> SELECTED EXTRACT:
* * * * * * * * *

Yeah, the idea of that book, and the idea that runs through my personal furniture work, is that it’s silly for us as designers and builders to imitate gross, ornate, crap furniture designs that were driven entirely by status and money. You look at the history of furniture, or of any basic object that we use, and the designs started out very simple. You can go back and look at 11th century furniture, and you’d think that Hans Wegner designed it. The lines are clean. It’s very spare. It’s about angles, comfort, simplicity to build, and robustness.

But when money first enters the equation, then you have makers who have patrons, are being patronized by rich people. So they start making their pieces more ornate, so that it looks better [than the patron’s neighbor’s] highboy. So that becomes the standard. Then technology comes along, and they find a way to make the ornate stuff for the more common people, [so another maker has to top that for the rich patrons]. And now you have this cycle that just [repeats] over and over, where the rich people determine our design cues, and have in furniture forever.

* * * * * * * * *

Excerpts of pointing data
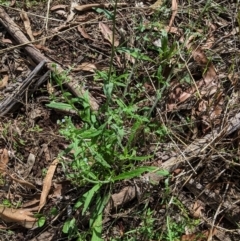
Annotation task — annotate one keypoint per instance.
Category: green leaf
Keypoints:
(87, 197)
(96, 219)
(60, 106)
(97, 229)
(69, 226)
(54, 211)
(41, 221)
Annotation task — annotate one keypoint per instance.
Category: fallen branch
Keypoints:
(195, 149)
(38, 57)
(11, 102)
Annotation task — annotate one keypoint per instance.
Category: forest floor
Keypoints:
(119, 120)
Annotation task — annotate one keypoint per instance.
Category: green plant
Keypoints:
(103, 151)
(106, 148)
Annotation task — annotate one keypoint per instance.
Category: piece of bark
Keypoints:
(37, 56)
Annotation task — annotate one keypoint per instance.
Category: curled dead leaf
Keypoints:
(47, 184)
(85, 67)
(27, 25)
(22, 217)
(108, 34)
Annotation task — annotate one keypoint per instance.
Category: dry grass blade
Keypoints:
(174, 12)
(96, 5)
(47, 184)
(4, 82)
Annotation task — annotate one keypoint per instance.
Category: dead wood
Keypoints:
(229, 210)
(11, 102)
(195, 149)
(37, 56)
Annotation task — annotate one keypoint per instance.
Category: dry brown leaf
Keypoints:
(13, 2)
(62, 13)
(197, 209)
(96, 5)
(41, 47)
(20, 216)
(156, 5)
(108, 34)
(85, 67)
(6, 41)
(27, 24)
(47, 184)
(4, 159)
(71, 11)
(174, 12)
(4, 82)
(30, 203)
(200, 57)
(23, 182)
(37, 33)
(174, 30)
(81, 29)
(57, 7)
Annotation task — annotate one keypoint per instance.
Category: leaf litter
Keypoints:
(196, 101)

* * * * * * * * *

> CHALLENGES:
a - Quote the passage on furniture design from "But when money" to "in furniture forever.".
b - Print every line of the pointing-data listing exactly, leaving out the picture.

> EXERCISE RESULTS:
a -
But when money first enters the equation, then you have makers who have patrons, are being patronized by rich people. So they start making their pieces more ornate, so that it looks better [than the patron’s neighbor’s] highboy. So that becomes the standard. Then technology comes along, and they find a way to make the ornate stuff for the more common people, [so another maker has to top that for the rich patrons]. And now you have this cycle that just [repeats] over and over, where the rich people determine our design cues, and have in furniture forever.

b -
Annotation task — annotate one keypoint per instance.
Category: green leaf
Keypoints:
(87, 197)
(96, 219)
(60, 106)
(97, 229)
(69, 226)
(54, 211)
(41, 221)
Annotation task — annotate one keypoint per instance.
Category: fallen branch
Keypoints:
(195, 149)
(38, 57)
(11, 102)
Annotation task — annotate one keypoint per instance.
Category: forest floor
Keypoints:
(119, 120)
Annotation task — annotate one keypoint per instance.
Category: green plant
Keypoints:
(103, 151)
(106, 148)
Annotation task — annotate one keypoint per instance.
Category: piece of bark
Keypoints:
(37, 56)
Annotation task — annotate one keypoint per instance.
Category: curled dead leaf
Keypoints:
(47, 184)
(85, 67)
(27, 25)
(22, 217)
(108, 34)
Annotation task — annotate one keypoint per instance.
Category: dry grass blade
Keypoints:
(174, 12)
(96, 5)
(47, 184)
(4, 82)
Annotation task — annotate one keypoint per instance.
Category: dead wood
Keypoints:
(229, 210)
(11, 102)
(195, 149)
(37, 56)
Annotation task — annotate one keypoint per instance.
Category: dry brown leaf
Keypoints:
(13, 2)
(62, 13)
(197, 209)
(96, 5)
(41, 47)
(20, 216)
(156, 5)
(108, 34)
(85, 67)
(6, 41)
(27, 24)
(47, 184)
(4, 159)
(71, 11)
(174, 12)
(4, 82)
(30, 203)
(200, 57)
(23, 182)
(37, 33)
(174, 30)
(81, 29)
(57, 7)
Annotation task — annotate one keypoint per instance.
Category: leaf litter
Keypoints:
(196, 101)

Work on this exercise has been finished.